These aren’t academic histories or encyclopedic entries; rather, they’re personal memories of shows that, through the years, have brought me delight, influenced my way of thinking and doing, left their indelible traces imprinted on me. Think of it as a memoir of my life as seen on TV.
There are shows I’ve tried and never gotten into: The X-Files was recommended to me early in its run, but I never made much of an attempt. Many people have suggested Mad Men, which, as I’ve noted before, may happen someday – but not today. There are others, which I’ve probably forgotten about.
And then there are shows like Nero Wolfe.
I’d noticed the series’ debut back in 2000, but it didn’t particularly appeal to me at the time. I knew who Nero Wolfe was, and what the stories were about. I’d never read one of the books, but I had seen some of the 80s version that starred William Conrad and Lee Horsley – and that wasn’t exactly a ringing endorsement. Maybe it was the commercial that A&E ran for the new series, which as it turned out, didn’t present a particularly accurate picture of the overall show. It might have been because of Timothy Hutton, whom I didn’t particularly like at the time (probably having to do with his politics).
^^^^^^^^
#### BRIEF
Answer these from the TV memoir excerpt:
(a) Which show was recommended early in its run without the writer making much of an attempt to watch it?
(b) Which two actors starred in the 80s version of Nero Wolfe?
(c) In what year did the newer Nero Wolfe series debut?
The entries after this point stand apart from the TV memoir excerpt.
^^^^^^^^
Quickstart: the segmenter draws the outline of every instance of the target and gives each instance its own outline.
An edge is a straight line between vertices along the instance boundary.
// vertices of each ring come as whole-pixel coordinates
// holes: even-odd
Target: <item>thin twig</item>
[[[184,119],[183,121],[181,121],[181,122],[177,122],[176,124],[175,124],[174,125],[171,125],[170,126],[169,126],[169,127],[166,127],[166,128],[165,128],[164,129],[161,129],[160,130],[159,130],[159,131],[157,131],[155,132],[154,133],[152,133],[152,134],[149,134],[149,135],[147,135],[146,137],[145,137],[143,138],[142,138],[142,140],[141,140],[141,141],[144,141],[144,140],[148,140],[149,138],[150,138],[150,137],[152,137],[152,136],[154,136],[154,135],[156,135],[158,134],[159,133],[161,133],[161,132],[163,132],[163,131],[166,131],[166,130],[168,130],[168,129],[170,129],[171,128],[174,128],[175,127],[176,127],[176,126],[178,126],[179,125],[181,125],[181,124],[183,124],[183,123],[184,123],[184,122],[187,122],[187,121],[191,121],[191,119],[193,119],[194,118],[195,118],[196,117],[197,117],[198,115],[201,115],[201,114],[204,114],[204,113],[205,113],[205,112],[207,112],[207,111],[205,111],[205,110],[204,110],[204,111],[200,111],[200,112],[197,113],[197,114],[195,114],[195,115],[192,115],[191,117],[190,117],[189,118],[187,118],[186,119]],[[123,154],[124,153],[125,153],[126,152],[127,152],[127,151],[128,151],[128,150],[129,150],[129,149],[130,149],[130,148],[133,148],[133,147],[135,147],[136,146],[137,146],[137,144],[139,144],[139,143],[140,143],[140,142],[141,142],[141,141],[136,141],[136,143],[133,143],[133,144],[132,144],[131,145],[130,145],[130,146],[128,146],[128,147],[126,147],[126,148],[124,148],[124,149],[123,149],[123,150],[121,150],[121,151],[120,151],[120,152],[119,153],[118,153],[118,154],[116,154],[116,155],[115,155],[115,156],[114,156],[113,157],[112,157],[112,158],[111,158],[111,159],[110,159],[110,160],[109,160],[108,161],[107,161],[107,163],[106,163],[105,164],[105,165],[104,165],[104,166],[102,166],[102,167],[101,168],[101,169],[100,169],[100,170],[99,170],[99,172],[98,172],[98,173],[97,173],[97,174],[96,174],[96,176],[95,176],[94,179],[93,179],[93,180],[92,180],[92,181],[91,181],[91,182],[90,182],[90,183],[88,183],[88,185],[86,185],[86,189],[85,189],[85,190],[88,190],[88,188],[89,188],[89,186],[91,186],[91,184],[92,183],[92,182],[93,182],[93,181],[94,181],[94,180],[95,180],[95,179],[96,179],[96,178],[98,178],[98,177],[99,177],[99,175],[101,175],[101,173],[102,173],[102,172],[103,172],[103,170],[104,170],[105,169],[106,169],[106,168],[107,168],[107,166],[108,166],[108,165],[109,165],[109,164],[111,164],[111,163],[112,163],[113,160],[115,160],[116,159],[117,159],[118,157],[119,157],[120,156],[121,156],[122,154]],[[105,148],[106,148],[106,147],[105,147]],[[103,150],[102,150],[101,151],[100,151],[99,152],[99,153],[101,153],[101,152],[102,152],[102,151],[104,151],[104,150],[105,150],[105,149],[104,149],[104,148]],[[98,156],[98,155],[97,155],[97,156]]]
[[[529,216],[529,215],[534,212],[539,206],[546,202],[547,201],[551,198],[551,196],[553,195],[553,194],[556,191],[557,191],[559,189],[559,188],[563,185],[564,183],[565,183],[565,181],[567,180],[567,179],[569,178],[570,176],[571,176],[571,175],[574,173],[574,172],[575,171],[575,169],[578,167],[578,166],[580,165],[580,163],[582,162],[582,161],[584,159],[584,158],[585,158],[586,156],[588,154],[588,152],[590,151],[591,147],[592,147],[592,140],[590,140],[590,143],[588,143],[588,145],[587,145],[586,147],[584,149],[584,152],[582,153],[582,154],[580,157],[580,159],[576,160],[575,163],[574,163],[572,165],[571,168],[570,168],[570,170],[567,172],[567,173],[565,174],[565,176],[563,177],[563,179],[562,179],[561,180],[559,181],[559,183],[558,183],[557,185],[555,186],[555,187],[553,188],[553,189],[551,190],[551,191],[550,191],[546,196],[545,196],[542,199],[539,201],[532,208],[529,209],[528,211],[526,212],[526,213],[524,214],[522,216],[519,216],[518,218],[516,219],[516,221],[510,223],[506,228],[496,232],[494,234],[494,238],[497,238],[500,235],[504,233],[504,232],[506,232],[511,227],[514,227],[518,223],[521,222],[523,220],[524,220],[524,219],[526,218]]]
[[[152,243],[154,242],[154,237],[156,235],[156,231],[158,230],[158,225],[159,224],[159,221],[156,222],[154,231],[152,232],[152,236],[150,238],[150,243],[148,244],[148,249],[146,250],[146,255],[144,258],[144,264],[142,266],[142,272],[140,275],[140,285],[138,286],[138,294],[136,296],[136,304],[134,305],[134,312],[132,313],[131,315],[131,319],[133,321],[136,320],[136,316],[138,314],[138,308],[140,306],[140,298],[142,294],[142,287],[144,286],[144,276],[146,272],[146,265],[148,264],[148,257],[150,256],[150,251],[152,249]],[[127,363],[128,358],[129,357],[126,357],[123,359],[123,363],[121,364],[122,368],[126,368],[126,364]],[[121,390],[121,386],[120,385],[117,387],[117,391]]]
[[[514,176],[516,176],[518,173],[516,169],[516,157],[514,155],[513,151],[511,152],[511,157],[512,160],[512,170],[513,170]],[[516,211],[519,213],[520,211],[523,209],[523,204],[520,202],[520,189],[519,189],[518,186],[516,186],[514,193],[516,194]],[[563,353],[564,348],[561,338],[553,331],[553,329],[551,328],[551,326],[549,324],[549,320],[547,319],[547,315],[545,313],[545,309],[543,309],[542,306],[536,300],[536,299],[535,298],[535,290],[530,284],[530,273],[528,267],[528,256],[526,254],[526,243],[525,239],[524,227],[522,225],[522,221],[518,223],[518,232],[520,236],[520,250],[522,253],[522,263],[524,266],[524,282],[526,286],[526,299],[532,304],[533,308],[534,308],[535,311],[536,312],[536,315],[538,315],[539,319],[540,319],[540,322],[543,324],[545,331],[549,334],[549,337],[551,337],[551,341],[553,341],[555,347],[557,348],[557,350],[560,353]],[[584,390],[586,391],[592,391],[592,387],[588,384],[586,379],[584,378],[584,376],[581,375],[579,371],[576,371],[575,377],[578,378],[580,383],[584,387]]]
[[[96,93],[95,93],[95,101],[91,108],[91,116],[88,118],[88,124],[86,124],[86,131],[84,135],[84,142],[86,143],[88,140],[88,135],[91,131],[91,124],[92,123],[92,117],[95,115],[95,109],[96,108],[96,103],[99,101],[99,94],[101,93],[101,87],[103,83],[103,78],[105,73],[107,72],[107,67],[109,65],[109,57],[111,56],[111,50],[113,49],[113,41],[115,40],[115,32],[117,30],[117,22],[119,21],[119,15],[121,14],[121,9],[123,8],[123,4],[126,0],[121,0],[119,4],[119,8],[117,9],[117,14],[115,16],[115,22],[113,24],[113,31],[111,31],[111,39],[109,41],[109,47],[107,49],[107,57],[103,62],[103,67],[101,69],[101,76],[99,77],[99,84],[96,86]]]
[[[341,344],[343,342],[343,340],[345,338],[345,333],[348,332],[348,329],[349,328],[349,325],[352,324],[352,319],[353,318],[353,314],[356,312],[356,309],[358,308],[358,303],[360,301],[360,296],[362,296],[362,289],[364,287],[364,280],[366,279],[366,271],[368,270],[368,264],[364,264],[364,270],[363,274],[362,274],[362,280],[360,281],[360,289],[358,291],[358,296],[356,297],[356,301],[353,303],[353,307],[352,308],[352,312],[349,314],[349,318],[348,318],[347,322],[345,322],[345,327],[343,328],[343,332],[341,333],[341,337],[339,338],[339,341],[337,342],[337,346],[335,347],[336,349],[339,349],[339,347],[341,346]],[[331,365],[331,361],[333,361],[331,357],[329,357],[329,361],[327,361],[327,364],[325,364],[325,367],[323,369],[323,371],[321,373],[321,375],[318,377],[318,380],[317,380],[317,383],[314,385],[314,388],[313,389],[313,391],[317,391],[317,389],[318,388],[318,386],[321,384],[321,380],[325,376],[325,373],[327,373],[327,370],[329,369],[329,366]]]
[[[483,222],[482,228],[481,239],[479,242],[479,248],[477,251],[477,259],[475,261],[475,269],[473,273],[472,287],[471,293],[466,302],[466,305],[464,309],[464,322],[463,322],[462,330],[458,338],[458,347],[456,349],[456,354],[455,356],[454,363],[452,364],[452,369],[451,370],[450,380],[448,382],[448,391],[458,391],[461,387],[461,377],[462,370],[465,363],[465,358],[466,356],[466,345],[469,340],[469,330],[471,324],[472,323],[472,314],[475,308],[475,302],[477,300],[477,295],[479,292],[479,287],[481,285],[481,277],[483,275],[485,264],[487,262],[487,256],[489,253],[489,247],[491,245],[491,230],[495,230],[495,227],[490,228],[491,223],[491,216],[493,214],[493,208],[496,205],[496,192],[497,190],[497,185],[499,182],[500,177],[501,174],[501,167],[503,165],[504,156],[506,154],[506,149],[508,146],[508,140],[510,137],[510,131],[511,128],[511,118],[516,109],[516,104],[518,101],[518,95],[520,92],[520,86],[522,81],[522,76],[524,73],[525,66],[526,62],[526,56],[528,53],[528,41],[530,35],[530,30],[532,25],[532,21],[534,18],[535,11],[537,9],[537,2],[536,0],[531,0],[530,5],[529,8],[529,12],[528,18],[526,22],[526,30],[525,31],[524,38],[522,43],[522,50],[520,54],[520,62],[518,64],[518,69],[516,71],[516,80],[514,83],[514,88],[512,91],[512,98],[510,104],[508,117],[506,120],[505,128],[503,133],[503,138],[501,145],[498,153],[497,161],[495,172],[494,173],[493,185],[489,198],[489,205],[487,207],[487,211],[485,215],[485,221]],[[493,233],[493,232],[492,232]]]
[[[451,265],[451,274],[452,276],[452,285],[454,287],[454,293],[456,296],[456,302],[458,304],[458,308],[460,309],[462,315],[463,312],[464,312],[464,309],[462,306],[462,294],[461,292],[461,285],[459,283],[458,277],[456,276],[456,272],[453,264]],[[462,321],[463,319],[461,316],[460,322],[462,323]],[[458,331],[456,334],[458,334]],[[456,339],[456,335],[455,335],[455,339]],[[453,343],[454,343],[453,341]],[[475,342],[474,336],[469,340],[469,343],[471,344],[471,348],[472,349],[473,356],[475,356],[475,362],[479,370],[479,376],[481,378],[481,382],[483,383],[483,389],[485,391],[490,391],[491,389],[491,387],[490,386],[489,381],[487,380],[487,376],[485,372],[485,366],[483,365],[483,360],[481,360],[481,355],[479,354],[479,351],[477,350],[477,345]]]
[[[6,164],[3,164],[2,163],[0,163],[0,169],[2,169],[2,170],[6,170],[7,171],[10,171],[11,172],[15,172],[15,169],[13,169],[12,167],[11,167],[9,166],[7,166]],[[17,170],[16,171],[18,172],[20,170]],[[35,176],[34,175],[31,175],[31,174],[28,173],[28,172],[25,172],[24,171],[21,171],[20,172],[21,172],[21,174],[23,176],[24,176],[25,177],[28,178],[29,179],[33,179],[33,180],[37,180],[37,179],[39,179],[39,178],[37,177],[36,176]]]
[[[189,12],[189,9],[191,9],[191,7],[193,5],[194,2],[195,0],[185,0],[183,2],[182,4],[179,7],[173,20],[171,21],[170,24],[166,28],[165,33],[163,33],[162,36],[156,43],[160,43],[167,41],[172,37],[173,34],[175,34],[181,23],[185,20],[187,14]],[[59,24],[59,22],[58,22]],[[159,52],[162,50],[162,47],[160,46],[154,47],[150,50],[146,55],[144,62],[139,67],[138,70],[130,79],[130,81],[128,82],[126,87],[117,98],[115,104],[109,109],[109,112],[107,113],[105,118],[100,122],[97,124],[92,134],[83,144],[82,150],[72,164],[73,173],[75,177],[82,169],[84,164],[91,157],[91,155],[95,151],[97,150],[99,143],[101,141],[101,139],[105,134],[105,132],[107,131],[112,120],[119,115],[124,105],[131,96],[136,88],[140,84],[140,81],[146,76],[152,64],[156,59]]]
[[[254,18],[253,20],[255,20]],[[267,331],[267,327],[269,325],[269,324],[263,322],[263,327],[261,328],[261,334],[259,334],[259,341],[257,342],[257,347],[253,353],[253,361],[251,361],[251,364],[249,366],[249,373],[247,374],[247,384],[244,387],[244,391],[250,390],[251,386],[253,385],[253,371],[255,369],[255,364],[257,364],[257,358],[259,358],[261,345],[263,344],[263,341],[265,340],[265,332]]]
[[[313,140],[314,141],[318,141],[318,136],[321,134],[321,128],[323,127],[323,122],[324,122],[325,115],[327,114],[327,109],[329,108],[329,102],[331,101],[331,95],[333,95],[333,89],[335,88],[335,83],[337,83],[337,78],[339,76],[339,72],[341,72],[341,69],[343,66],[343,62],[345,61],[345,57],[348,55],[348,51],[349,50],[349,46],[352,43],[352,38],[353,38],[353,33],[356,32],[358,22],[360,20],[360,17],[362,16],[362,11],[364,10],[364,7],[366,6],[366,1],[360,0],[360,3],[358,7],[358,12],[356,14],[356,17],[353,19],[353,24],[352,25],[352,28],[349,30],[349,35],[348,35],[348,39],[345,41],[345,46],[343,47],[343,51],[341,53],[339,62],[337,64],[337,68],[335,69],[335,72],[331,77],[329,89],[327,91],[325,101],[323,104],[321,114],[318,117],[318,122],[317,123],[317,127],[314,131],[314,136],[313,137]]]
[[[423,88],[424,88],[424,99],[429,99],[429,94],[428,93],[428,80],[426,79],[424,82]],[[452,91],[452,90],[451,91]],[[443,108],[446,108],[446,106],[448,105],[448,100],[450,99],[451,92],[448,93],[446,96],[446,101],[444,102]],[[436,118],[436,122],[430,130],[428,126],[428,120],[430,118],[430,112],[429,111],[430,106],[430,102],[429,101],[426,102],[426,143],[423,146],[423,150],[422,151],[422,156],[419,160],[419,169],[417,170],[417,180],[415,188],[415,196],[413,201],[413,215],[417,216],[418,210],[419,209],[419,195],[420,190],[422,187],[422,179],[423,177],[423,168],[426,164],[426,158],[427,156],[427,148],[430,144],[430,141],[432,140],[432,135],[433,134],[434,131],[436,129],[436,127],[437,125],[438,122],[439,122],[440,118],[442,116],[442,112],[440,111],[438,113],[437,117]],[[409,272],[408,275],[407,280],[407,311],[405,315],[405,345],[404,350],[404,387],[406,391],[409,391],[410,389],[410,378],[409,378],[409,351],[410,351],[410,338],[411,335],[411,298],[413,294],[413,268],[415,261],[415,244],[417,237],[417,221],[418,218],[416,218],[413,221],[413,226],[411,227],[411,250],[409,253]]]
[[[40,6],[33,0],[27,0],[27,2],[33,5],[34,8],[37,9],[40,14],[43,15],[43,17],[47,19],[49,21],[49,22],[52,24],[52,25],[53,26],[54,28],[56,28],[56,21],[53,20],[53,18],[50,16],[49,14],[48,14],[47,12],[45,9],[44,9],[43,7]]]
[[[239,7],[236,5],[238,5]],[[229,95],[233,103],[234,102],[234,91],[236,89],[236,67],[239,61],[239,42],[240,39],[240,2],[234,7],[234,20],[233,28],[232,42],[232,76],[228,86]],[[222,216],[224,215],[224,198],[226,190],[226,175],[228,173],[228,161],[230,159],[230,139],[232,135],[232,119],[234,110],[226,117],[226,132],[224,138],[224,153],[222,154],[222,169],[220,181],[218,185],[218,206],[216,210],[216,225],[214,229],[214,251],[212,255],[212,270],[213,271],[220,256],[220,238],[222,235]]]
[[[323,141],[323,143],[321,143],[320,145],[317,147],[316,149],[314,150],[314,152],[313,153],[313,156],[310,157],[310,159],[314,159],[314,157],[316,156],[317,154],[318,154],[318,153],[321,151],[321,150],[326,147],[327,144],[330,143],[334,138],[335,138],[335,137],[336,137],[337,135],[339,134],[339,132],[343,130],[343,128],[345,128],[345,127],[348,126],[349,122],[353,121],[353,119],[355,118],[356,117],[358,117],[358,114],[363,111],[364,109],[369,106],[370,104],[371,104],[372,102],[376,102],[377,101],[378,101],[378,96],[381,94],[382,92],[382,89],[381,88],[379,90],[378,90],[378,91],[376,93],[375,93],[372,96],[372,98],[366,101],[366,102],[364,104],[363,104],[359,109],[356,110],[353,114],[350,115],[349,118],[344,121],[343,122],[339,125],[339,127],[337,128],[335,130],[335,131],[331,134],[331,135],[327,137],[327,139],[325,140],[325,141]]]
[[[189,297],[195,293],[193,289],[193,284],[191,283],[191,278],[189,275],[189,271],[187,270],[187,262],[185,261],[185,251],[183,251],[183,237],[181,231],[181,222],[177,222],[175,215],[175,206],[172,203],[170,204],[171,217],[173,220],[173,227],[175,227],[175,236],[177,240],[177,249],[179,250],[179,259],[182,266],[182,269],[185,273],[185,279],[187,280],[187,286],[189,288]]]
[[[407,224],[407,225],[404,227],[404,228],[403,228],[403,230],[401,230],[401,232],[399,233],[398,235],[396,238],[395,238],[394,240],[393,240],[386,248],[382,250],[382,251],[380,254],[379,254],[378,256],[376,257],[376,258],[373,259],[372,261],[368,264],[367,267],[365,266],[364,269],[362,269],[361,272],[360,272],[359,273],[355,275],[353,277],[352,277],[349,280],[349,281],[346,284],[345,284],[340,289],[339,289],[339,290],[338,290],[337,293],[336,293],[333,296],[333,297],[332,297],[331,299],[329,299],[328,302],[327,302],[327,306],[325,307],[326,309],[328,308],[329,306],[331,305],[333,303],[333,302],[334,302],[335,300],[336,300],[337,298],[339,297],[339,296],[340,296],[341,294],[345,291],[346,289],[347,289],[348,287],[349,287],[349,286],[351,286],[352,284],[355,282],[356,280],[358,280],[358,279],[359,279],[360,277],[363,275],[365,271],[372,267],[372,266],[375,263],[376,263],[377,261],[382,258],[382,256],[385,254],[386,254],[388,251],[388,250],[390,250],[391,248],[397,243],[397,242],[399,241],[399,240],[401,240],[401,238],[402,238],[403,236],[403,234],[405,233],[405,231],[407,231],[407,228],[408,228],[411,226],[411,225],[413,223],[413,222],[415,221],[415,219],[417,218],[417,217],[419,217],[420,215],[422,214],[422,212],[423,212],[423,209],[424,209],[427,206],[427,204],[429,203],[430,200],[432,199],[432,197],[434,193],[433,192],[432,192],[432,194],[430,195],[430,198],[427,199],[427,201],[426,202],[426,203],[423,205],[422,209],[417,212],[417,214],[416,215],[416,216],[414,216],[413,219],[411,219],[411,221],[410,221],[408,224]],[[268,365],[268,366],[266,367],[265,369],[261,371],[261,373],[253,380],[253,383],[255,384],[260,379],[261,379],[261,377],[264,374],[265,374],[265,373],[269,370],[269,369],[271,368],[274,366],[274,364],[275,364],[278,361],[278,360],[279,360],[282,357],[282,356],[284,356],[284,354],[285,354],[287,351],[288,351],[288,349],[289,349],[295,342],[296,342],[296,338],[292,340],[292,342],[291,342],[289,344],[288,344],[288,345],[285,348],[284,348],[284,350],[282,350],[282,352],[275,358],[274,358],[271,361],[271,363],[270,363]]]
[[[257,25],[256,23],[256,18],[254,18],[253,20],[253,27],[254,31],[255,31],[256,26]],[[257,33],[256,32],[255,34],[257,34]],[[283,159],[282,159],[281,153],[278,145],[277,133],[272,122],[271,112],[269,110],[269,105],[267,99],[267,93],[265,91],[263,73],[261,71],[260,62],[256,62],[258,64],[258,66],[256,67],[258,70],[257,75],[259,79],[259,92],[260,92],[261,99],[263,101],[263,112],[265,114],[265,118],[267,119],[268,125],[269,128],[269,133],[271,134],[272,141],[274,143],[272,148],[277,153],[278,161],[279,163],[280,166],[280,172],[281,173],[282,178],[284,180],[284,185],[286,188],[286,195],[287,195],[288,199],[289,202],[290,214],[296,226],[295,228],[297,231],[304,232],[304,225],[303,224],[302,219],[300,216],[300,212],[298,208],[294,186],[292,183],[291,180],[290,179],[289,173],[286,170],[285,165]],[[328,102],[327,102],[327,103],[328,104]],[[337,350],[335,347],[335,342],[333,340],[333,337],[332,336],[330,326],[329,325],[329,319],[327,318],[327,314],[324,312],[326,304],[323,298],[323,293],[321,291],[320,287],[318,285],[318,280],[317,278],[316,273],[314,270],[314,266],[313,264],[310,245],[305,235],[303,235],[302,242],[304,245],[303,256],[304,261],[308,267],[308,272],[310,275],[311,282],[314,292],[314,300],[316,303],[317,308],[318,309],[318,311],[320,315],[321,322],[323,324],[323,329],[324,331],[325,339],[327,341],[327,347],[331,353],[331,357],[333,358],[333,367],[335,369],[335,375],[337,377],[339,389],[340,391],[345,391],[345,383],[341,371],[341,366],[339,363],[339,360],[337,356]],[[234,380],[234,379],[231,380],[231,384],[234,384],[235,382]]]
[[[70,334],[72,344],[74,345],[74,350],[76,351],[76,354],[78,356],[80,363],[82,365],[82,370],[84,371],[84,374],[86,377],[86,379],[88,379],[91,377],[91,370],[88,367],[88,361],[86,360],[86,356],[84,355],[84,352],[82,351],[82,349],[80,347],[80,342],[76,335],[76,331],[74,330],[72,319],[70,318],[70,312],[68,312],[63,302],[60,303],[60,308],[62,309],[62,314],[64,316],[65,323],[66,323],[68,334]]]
^^^^^^^^
#### ANSWER BELOW
(a) The X-Files
(b) William Conrad and Lee Horsley
(c) 2000